# Texto citado:
☆ ☆ ☆ ☆

El nuevo aeropuerto o ¿por qué es superior el poder público a los poderes de hecho?

 

 

 

Ricardo Becerra

La Crónica

04/11/2018

 

1. ¿México necesita una nuevo aeropuerto, una nueva alternativa para su creciente tráfico de pasajeros y de carga? Definitivamente sí y es la base de la discusión. Todos lo admiten. Porque el actual —Benito Juárez— está saturado (cada 58 segundos aterriza o despega un avión, fuera de todo control sensato); es una instalación obsoleta (no permita introducir nueva tecnología logística); ya no ­genera economías asociadas alrededor y dentro de la Ciudad (casi toda la industria aeronáutica ha emigrado); ha empobrecido a sus trabajadores (les paga menos que en 2008)  y, en definitiva, se erige ya como una enorme barrera a la movilidad urbana.
2. ¿Es plausible y deseable que el actual aeropuerto siga operando? No. Representa un riesgo diario y sistémico para los tres millones de pobres que le rodean en el ­oriente de la Ciudad. Es un problema de salud (auditivo y de contaminación) para ellos. Además que ha mantenido los precios de los lotes y las casas de los habitantes del oriente, deprimidos por décadas (¡a 5 kilómetros del Centro Histórico!). Es decir: el Benito Juárez, se ha vuelto un factor de empobrecimiento real para los que habitan al menos, en sus 39 colonias circunvecinas.
3. ¿Es Texcoco la mejor alternativa para un nuevo aeropuerto? Depende. Tiene severos problemas por su tipo de suelo (que se hunde) y en efecto, acarreará problemas ambientales importantes que costará dinero mitigar y resolver. Pero también tiene ventajas: no presenta los ­problemas de propiedad ejidal (como Atenco), está lo suficientemente cerca de la Ciudad de México y por la dimensión del terreno, admite una ventaja radical: que todas las operaciones aéreas, nacionales e internacionales, se realicen en un mismo punto, lo que abarata todo, o sea, lo hace competitivo en el mundo.

☆ ☆ ☆ ☆

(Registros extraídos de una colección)

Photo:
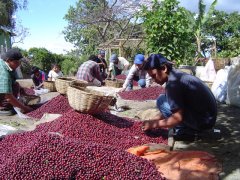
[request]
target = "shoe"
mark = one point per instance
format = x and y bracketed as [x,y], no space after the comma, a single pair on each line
[6,112]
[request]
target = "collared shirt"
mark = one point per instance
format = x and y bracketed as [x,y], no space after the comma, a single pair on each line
[88,71]
[7,78]
[120,65]
[52,74]
[37,80]
[135,71]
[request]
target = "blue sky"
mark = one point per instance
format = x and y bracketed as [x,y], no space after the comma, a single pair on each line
[45,23]
[44,20]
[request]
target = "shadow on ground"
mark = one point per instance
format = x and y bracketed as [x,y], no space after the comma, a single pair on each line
[226,149]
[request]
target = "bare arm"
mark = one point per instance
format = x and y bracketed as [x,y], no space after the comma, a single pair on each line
[160,122]
[14,102]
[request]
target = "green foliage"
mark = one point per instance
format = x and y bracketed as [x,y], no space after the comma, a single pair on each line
[71,63]
[168,30]
[42,58]
[7,10]
[225,27]
[232,49]
[201,20]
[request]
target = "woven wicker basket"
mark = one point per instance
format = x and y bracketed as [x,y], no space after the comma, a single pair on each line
[220,63]
[114,83]
[62,84]
[30,99]
[208,83]
[50,85]
[87,101]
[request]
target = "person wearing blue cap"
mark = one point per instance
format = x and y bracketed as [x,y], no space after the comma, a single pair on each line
[9,88]
[138,74]
[117,66]
[188,105]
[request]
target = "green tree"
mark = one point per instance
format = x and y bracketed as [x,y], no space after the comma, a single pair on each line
[168,30]
[7,10]
[41,58]
[71,63]
[201,19]
[92,22]
[225,27]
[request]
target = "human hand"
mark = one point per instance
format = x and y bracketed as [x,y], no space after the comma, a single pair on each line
[122,90]
[149,124]
[27,109]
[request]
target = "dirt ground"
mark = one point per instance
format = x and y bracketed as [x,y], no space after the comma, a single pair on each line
[226,149]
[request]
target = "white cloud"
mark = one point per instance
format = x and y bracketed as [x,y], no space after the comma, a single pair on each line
[55,44]
[222,5]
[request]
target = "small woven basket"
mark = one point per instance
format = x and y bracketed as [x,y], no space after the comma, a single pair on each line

☆ ☆ ☆ ☆

# Ejercicios:
(a) Contesta estas preguntas con datos del texto sobre el nuevo aeropuerto:
(i) ¿Cada cuántos segundos aterriza o despega un avión en el Benito Juárez?
(ii) ¿Cuántos pobres rodean el actual aeropuerto en el oriente de la Ciudad?
(iii) ¿Qué problema de propiedad no presenta Texcoco, a diferencia de Atenco?
(b) Escribe la continuación del texto sobre el nuevo aeropuerto a partir de su última oración.

# Resultados finales:
(a)
(i) Cada 58 segundos.
(ii) Tres millones.
(iii) El problema de la propiedad ejidal.

(b)
4. ¿Santa Lucía es alternativa? No. Habría que hacer un buen número de estudios nuevos para verificar su factibilidad —que pueden tardar años—, allí sí hay una importante población urbana instalada (cosa mucho menos significativa en Texcoco), ¡tendría que construirse un segundo piso de casi 40 kilómetros para traer pasajeros y maletas! Y casi duplicaría los costos de operación de las aerolíneas (ya saben, dos módulos más, dos sistemas de logística más, un kilométrico transporte adicional de personas y de carga, etcétera).
5. ¿Hay alternativas a la propuesta de Foster y la de ­Riobóo? Sí, las hay. El error, la desmesura de Peña Nieto consistió en imaginar un aeropuerto gigante, al margen del crecimiento real de la demanda de pasajeros y de carga (como si creciéramos a tasas chinas) y construirlo todo, lo más rápido que fuera posible. Sí: una obra desmesurada y mastodóntica. Ahora bien, el problema del consejero de López Obrador es que no se hace cargo de los problemas aeronáuticos o sea, la operación de aterrizaje y despegue de miles de naves diarias en un aeropuerto, y su solución es… un gran segundo piso. La lección está allí para quien quiera verlo: en la construcción de un nuevo aeropuerto, quienes llevan mano en el diseño son los ­operadores, no los constructores ni los arquitectos, por rutilantes y mundiales que sean.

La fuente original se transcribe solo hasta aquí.